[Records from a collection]
☆ ☆ ☆ ☆ ☆ ☆ ☆

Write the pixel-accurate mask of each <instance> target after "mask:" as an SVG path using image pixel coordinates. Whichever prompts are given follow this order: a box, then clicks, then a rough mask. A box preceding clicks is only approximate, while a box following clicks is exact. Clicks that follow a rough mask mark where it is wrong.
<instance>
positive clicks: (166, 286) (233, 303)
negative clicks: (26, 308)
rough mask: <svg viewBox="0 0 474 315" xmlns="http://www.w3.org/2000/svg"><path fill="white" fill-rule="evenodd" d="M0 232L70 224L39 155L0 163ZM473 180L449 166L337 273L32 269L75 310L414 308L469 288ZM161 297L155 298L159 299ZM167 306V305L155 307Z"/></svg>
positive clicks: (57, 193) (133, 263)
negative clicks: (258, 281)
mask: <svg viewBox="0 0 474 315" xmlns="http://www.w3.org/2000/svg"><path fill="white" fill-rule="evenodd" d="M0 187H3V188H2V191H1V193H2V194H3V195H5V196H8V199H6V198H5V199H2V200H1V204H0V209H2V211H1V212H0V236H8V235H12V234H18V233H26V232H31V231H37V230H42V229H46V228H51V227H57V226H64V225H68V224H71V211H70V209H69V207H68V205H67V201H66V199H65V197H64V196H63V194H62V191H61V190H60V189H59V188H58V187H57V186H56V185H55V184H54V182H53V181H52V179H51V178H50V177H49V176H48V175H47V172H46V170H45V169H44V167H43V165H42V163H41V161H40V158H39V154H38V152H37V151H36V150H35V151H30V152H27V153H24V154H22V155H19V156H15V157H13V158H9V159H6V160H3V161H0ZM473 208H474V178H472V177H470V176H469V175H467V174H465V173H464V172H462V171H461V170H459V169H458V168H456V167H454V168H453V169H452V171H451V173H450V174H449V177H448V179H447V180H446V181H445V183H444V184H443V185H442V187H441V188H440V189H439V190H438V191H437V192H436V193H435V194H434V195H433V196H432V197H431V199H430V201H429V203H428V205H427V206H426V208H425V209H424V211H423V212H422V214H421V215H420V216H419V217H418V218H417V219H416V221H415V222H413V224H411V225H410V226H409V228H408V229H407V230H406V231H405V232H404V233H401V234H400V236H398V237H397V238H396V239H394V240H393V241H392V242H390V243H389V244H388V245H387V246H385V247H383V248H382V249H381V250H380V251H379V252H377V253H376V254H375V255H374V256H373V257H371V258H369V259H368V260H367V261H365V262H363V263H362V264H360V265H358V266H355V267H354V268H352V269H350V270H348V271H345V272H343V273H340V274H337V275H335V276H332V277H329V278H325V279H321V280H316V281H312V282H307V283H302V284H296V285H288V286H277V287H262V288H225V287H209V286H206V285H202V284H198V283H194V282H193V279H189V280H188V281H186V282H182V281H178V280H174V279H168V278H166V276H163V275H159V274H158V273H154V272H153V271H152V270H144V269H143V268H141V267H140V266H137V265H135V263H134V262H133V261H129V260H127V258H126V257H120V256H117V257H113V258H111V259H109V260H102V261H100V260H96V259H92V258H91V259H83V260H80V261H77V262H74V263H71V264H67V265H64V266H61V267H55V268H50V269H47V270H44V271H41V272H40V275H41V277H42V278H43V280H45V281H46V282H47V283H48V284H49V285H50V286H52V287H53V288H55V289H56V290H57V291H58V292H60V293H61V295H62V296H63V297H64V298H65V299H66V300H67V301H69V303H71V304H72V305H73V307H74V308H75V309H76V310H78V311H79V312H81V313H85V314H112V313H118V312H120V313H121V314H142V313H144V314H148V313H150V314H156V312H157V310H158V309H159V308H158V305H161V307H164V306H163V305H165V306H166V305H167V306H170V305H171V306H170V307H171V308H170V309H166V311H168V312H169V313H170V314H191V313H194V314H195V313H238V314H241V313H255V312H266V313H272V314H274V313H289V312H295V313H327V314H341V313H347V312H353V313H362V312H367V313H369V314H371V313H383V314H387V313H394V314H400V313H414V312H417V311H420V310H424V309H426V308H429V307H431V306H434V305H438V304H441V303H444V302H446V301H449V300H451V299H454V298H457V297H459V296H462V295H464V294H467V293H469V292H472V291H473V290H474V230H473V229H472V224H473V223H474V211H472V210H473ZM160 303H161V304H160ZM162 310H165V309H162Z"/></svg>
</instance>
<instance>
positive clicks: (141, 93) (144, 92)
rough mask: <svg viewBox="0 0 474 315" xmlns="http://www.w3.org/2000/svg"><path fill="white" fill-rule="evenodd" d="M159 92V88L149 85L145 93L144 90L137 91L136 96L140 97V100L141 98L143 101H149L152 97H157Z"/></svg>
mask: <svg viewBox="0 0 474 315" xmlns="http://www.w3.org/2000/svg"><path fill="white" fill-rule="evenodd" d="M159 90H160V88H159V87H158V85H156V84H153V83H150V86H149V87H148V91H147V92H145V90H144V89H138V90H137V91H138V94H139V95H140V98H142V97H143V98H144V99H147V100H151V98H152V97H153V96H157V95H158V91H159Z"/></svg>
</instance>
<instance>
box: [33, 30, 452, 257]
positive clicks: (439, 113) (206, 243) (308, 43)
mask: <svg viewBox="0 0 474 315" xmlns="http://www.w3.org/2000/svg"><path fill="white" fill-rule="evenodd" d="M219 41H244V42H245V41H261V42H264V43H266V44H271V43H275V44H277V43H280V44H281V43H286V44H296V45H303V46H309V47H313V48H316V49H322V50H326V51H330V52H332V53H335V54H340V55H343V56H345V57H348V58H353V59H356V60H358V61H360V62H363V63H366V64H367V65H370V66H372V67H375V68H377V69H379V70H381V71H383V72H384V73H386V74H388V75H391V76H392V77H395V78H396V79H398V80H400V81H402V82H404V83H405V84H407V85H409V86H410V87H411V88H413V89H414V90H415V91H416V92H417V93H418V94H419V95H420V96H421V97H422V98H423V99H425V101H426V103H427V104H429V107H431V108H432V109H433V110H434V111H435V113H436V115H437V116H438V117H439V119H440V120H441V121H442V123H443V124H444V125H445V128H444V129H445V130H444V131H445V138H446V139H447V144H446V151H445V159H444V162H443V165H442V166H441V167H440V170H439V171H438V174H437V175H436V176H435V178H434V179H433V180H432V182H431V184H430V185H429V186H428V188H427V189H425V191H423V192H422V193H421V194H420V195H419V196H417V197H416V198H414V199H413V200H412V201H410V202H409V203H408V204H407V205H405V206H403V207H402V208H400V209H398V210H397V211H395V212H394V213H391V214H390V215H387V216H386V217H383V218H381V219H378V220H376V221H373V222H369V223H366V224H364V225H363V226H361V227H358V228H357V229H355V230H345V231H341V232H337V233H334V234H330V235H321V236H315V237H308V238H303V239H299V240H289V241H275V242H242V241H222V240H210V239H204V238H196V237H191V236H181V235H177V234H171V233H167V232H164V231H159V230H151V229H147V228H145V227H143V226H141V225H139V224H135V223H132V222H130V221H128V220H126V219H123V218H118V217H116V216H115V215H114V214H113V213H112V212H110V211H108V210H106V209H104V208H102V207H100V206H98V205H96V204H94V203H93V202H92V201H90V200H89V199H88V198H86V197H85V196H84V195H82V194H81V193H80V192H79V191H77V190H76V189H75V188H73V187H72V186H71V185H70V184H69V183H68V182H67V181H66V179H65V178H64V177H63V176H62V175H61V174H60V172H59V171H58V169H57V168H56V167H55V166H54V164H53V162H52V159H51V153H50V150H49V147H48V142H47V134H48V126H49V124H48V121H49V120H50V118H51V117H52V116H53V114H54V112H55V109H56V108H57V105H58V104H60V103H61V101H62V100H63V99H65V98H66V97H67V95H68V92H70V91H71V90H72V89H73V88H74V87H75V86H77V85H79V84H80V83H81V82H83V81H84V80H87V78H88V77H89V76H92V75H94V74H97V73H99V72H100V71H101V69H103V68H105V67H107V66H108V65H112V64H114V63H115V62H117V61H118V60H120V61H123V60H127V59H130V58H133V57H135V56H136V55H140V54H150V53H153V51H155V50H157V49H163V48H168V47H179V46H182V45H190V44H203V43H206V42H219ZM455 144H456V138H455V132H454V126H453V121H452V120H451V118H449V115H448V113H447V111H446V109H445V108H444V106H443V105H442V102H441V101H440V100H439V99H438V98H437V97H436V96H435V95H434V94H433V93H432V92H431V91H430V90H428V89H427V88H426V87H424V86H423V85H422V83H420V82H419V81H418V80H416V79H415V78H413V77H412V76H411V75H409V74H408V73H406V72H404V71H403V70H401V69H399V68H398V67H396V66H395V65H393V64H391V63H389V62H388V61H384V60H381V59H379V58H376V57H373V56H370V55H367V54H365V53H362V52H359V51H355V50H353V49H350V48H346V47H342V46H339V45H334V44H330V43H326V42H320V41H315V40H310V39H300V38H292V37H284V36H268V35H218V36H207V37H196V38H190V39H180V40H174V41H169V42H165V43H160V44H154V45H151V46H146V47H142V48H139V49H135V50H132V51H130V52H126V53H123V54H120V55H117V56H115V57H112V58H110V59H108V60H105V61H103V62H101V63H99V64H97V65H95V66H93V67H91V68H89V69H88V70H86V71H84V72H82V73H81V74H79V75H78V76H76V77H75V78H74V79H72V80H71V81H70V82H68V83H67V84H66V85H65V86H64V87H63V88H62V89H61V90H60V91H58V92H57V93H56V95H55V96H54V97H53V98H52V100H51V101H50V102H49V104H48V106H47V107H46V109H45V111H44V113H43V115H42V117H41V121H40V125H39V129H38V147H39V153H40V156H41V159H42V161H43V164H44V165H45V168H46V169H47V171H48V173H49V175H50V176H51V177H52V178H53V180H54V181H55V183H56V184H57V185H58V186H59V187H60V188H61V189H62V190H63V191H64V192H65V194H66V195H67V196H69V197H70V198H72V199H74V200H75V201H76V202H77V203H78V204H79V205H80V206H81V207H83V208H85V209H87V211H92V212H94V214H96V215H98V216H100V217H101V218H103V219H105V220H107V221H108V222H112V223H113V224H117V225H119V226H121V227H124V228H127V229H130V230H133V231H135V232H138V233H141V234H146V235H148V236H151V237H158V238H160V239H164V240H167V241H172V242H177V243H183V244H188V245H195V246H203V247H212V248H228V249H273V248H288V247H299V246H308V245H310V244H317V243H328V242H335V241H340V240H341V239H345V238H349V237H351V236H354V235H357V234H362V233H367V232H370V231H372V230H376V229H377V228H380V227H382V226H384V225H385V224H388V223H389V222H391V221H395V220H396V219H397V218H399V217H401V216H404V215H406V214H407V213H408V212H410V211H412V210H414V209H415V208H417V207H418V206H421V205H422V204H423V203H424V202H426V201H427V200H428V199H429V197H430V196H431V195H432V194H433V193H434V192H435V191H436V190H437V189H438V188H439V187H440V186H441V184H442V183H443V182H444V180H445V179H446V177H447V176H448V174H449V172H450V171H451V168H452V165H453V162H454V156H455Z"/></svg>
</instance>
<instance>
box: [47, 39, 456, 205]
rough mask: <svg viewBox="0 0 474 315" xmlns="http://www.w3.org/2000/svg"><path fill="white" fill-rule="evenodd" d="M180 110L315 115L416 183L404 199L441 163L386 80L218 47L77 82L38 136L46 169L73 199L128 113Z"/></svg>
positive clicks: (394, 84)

☆ ☆ ☆ ☆ ☆ ☆ ☆

TASK OBJECTIVE: Quote everything from the start of the material down to the line containing "negative clicks: (26, 308)", including both ends, word for word.

FINAL ANSWER:
Write the pixel-accurate mask of each <instance> target after "mask:" as an SVG path using image pixel coordinates. Whichever prompts are given follow this order: a box, then clicks, then a rough mask. A box preceding clicks is only approximate, while a box following clicks is exact. Clicks that follow a rough mask mark where it is wrong.
<instance>
positive clicks: (166, 286) (233, 303)
negative clicks: (26, 308)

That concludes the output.